-- Begin SUPPLIED MATERIAL --

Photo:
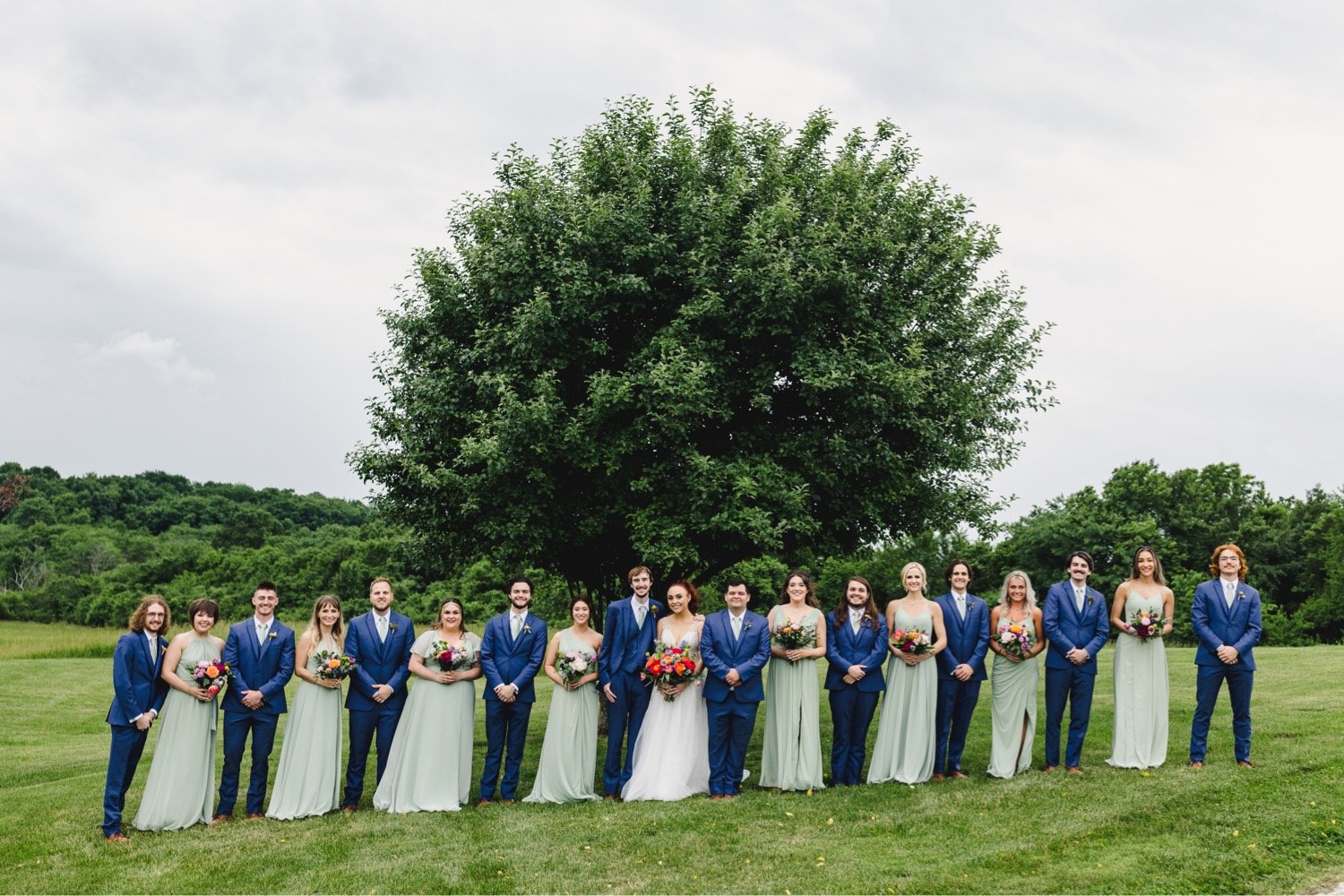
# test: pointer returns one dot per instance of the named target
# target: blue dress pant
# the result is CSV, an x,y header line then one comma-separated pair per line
x,y
237,727
851,715
1072,686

-- End SUPPLIED MATERIAL --

**WHAT YOU NEED TO DO**.
Swap "dot" for "point" and write out the records again with nothing else changed. Leave the pictures out.

**SOLUTION TO THIS TASK**.
Photo:
# test: pointer returns one point per instance of the named target
# target: blue dress pant
# the result is CSV, an x,y header line then one comma-separated pair per line
x,y
237,727
851,715
1072,686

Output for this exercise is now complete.